# Given instruction 1:
In the systemd start-limit post, copy the text between "The traditional way" and "the Restart= logic.", inclusive, substituting "config files" for "configuration files".

# Given passage:
Systemd will block a service's start if you manually restart it too fast
Over on the Fediverse, I said something:
Recently I learned that if you manually restart a systemd service too often (with 'systemctl restart ...'), systemd will by default stop starting it:
<x>.service: Start request repeated too quickly. <x>.service: Failed with result 'start-limit-hit'. Failed to start <x>.service - Whatever it is.Why would you do that, you ask? Well, consider scripts that update some data file and do a 'systemctl restart ...' to make the daemon notice it. Now try to do a bunch of updates all at once.
The traditional way to have systemd stop starting a service is for it to have a 'Restart=' setting with no restart delay, and then to fail on startup. Sometimes it's failing on start because your machine is out of memory; sometimes it's because you've made an error in its configuration files. However, if you read the actual documentation for StartLimitIntervalSec and StartLimitBurst, they don't say they're limited to the 'Restart=' case. Here's what they say, emphasis mine:
Configure unit start rate limiting. Units which are started more than burst times within an interval time span are not permitted to start any more. [...]
These configuration options are particularly useful in conjunction with the service setting
Restart=
(see systemd.service(5)); however, they apply to all kinds of starts (including manual), not just those triggered by the Restart= logic.
The way you clear this condition is also sort of mentioned in that
section of the manual page; 'systemctl reset-failed
' will reset
this counter and allow you to immediately (re)start the unit again.
If you want, you can restrict the resetting to just your particular
unit.
The default limits for this rate limiting are likely visible in the commented out default values in /etc/systemd/system.conf. The normal standard values are five restarts in ten seconds (cf) and it appears that neither Fedora nor Ubuntu change these defaults, so that's probably what you'll see.
You might wonder how you get yourself into this situation in the first place. Suppose that you have a script to add an entry to a DHCP configuration file, which as part of activating the entry has to restart the DHCP server (because it doesn't support on the fly configuration reloading). Now suppose you have a bunch of entries to add; you might write a script (or a for loop) to effectively bulk add them as fast as the commands can run. When you run that script, you'll be restarting the DHCP server repeatedly, as fast as possible, and it won't take too long before you trigger systemd's default limit (since all you need with the default limits is to go through the whole thing in less than two seconds per invocation).
If you're doing this in a script, the two solutions I see are to always make the script sleep for three seconds or so after a restart, or to run 'systemctl reset-failed <service>' either at the end of the script or before you start doing any 'systemctl restart's.
(I'm not sure which of these we'll adopt.)
|
|

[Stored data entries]
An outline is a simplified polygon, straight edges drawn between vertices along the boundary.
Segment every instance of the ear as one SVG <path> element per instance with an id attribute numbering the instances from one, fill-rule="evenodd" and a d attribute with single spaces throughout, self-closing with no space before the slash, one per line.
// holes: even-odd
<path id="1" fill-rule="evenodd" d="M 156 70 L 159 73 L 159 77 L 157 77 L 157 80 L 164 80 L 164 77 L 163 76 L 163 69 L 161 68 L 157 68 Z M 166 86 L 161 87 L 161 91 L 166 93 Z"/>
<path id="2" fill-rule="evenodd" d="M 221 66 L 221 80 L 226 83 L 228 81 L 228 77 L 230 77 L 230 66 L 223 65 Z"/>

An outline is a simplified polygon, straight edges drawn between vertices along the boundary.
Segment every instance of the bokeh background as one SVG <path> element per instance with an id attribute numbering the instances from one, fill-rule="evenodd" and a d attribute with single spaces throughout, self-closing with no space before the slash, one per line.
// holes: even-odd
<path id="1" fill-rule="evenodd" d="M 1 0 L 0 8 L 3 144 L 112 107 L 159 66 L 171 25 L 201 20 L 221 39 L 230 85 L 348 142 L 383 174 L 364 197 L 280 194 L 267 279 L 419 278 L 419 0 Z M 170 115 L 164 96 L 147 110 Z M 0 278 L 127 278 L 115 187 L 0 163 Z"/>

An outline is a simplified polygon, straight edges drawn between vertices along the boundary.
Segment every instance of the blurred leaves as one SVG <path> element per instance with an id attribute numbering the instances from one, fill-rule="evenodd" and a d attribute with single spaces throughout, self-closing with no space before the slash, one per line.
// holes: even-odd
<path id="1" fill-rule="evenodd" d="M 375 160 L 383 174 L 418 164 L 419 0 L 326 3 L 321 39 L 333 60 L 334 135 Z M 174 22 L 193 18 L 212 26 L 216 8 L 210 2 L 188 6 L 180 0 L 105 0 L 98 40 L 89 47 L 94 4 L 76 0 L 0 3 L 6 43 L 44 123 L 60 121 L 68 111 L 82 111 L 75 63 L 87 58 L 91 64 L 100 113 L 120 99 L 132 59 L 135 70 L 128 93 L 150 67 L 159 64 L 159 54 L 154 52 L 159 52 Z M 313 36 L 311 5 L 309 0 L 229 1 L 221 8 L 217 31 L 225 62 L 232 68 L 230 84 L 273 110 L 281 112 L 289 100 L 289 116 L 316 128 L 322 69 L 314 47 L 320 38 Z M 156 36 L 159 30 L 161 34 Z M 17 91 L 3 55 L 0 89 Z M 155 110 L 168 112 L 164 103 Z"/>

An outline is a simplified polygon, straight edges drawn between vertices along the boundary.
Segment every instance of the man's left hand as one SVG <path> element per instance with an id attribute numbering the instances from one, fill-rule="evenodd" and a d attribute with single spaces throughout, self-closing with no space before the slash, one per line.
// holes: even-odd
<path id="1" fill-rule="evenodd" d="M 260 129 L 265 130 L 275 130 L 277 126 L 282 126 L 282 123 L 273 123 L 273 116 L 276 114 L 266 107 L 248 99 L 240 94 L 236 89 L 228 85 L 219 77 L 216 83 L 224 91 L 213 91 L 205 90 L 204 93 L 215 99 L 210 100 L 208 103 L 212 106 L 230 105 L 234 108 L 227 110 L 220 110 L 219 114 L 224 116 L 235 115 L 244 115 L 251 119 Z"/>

# Given instruction 2:
Please render the stored data entries between their first line and the line holding "221 66 L 221", inclusive, as a numbered list, leaving out blank lines.

# Correct output 1:
The traditional way to have systemd stop starting a service is for it to have a 'Restart=' setting with no restart delay, and then to fail on startup. Sometimes it's failing on start because your machine is out of memory; sometimes it's because you've made an error in its config files. However, if you read the actual documentation for StartLimitIntervalSec and StartLimitBurst, they don't say they're limited to the 'Restart=' case. Here's what they say, emphasis mine:
Configure unit start rate limiting. Units which are started more than burst times within an interval time span are not permitted to start any more. [...]
These configuration options are particularly useful in conjunction with the service setting
Restart=
(see systemd.service(5)); however, they apply to all kinds of starts (including manual), not just those triggered by the Restart= logic.

# Correct output 2:
1. An outline is a simplified polygon, straight edges drawn between vertices along the boundary.
2. Segment every instance of the ear as one SVG <path> element per instance with an id attribute numbering the instances from one, fill-rule="evenodd" and a d attribute with single spaces throughout, self-closing with no space before the slash, one per line.
3. // holes: even-odd
4. <path id="1" fill-rule="evenodd" d="M 156 70 L 159 73 L 159 77 L 157 77 L 157 80 L 164 80 L 164 77 L 163 76 L 163 69 L 161 68 L 157 68 Z M 166 86 L 161 87 L 161 91 L 166 93 Z"/>
5. <path id="2" fill-rule="evenodd" d="M 221 66 L 221 80 L 226 83 L 228 81 L 228 77 L 230 77 L 230 66 L 223 65 Z"/>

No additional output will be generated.